■ AIM OF THE EXERCISE
For each statement, say whether it agrees with the blog post on changing the way people think. Answer yes or no and quote the words of the post that decide it. 1. The writer holds that it is possible to make someone else change. 2. The blog has been quiet for a few days. 3. The post presents these attitudes as found only in workplaces.

:: SELECTED TEXT ::

Helping people change by changing the way they think

Although the blog has been quiet for a few days, I can assure you that there has been a lot of movement for me behind the scenes in my personal life and in the world of work.

I’ve spoken about change quite a bit before, but I’ve somewhat hit a wall in being able to influence personal change on others. Even when I write that down, I know it doesn’t make sense.

You can’t make someone else change, but what if you just want to help them out of a dark place they are in that doesn’t make any sense.

Do you persist or let them go?

homer-brain

We see this in our workplaces all the time. These are people who believe:

* It’s okay to behave badly because that’s the way their boss treated them
* That the environment/company makes them so stressed that their reaction (no matter how poor) is natural, and therefore ok
* That if someone else provokes them or attacks them first- this gives them the right to attack back. It’s all justified if someone else starts it.

We also see it in our personal lives.

:::
:: RECORD EXTRACTS ::

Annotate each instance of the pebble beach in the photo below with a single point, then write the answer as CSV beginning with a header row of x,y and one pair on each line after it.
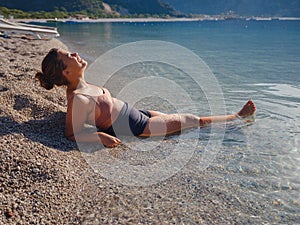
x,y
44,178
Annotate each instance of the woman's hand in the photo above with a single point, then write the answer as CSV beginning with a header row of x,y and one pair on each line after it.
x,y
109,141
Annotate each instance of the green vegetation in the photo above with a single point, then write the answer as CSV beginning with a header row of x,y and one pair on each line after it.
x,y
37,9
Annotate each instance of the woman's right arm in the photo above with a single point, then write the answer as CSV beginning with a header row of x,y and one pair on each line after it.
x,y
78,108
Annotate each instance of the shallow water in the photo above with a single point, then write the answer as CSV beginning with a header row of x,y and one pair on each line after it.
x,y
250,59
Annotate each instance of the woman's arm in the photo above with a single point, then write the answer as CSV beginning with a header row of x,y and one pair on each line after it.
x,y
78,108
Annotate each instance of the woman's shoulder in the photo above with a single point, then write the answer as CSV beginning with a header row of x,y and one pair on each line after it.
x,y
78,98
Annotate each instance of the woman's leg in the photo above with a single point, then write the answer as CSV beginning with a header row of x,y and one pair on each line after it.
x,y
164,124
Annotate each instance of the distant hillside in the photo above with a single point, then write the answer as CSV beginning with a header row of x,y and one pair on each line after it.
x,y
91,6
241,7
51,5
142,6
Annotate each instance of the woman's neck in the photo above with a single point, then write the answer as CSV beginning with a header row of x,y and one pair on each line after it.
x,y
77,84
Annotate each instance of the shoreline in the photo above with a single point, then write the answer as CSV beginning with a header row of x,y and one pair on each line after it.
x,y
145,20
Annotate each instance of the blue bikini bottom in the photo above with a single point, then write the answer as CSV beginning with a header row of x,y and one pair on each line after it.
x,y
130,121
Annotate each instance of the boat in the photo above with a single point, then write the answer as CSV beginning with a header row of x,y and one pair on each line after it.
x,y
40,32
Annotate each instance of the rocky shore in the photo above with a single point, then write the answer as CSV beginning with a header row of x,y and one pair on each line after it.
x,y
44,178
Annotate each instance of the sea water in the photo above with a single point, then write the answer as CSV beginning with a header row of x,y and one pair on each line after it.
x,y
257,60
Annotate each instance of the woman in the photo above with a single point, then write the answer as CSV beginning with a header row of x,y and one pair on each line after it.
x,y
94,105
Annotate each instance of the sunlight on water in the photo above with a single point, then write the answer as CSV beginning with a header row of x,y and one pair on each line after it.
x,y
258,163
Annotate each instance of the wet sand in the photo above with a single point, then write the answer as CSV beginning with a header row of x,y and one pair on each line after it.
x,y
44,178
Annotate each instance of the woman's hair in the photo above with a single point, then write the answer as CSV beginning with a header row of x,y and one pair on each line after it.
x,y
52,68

:::
:: RECORD EXTRACTS ::

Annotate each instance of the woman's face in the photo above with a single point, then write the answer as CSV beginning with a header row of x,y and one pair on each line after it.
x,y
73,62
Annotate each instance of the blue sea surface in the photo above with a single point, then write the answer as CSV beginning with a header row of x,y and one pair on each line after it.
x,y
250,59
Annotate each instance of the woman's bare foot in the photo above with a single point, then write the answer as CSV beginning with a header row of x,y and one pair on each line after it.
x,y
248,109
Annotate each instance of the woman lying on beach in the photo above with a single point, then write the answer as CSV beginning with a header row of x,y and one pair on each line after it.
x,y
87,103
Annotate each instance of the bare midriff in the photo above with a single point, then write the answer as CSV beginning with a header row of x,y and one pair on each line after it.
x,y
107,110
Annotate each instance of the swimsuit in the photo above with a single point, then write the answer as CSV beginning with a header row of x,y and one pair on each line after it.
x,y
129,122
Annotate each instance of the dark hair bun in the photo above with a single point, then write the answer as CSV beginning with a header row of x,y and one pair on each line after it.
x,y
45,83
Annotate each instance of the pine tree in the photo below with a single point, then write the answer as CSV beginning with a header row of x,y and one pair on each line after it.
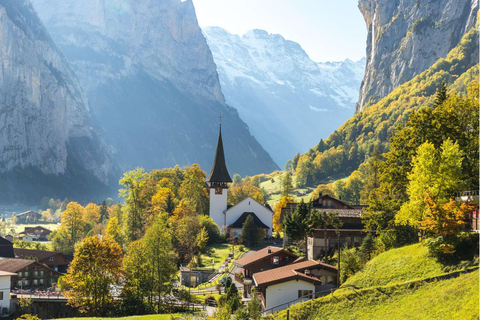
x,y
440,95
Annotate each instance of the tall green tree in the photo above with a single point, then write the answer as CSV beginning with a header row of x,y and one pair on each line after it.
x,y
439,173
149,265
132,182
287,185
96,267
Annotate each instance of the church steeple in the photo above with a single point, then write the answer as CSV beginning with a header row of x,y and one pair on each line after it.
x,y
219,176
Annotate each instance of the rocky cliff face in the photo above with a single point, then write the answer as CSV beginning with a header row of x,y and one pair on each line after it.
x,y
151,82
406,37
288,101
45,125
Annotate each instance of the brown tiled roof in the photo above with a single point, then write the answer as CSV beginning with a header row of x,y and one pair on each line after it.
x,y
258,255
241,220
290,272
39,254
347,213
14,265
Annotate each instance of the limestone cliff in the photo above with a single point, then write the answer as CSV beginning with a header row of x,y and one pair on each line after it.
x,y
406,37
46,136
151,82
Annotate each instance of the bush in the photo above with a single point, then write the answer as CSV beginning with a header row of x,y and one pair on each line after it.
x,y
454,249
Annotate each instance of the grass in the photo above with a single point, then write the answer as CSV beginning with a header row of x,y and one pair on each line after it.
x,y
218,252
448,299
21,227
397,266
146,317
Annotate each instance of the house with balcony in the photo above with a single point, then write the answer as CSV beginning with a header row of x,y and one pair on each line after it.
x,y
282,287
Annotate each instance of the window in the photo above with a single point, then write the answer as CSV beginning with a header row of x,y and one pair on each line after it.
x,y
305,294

:::
:: RECORD EXTRACTS ::

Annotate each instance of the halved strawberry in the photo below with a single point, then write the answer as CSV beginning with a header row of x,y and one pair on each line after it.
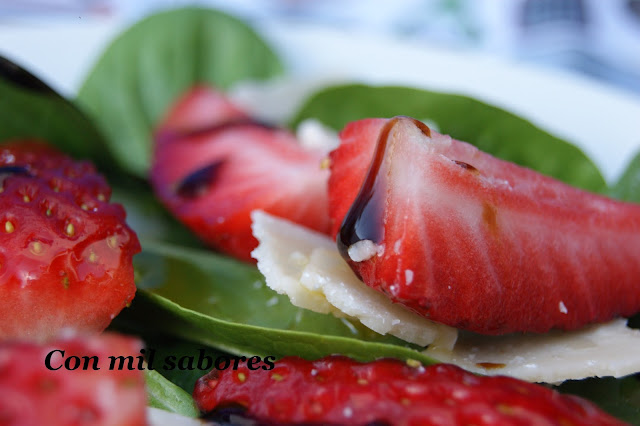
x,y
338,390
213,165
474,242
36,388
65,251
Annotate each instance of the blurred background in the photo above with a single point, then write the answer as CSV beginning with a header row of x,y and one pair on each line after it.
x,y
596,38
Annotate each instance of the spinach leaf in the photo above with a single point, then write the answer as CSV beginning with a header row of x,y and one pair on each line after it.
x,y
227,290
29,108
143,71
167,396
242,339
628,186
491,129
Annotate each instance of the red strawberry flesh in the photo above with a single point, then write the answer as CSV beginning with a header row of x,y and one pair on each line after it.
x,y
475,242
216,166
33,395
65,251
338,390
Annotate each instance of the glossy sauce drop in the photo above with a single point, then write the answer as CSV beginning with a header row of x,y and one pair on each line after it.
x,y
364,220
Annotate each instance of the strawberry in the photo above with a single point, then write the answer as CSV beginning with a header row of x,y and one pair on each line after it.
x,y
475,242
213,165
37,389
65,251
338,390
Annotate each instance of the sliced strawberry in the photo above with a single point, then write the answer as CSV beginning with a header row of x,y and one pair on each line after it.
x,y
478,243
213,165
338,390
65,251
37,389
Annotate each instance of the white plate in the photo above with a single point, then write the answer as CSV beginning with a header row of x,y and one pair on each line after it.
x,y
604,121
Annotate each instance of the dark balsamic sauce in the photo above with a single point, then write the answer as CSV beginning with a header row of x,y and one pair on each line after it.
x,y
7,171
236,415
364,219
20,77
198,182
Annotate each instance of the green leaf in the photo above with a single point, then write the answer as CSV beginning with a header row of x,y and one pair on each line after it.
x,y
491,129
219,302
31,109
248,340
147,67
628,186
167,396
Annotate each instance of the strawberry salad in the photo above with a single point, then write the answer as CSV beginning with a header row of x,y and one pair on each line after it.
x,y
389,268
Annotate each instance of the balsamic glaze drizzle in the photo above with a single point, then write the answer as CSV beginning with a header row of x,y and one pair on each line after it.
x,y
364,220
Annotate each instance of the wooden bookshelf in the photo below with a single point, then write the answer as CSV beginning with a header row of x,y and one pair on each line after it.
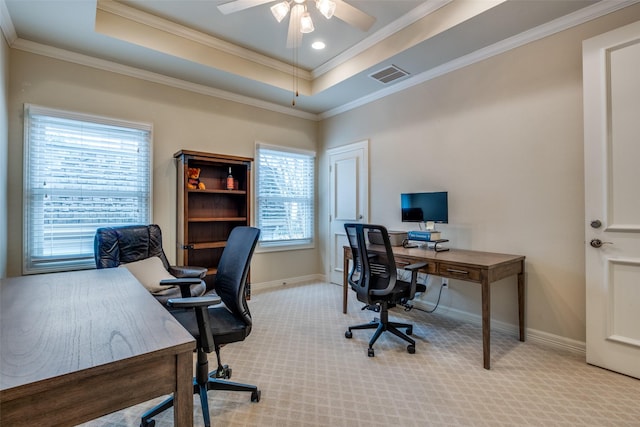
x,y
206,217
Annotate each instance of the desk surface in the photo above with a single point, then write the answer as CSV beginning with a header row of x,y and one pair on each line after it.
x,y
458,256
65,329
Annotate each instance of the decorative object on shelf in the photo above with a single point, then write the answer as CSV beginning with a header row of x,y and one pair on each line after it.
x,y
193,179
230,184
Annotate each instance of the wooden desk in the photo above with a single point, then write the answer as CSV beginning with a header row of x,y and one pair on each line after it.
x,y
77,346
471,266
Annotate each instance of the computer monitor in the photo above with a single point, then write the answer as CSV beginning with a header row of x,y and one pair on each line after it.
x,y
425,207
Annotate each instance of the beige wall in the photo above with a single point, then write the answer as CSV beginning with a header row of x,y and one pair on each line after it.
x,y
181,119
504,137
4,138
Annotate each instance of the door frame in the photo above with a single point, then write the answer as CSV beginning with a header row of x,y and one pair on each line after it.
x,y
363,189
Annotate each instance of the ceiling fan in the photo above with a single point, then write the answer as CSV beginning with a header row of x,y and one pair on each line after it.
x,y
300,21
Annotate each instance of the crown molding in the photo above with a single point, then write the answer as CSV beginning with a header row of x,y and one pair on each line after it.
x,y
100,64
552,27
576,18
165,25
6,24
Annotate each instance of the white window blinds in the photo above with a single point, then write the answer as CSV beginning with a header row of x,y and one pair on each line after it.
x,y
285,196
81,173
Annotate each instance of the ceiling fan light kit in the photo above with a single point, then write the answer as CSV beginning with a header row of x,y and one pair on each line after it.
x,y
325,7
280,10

:::

■ SOLUTION TO THE EXERCISE
1. No: "You can’t make someone else change"
2. Yes: "the blog has been quiet for a few days"
3. No: "We also see it in our personal lives."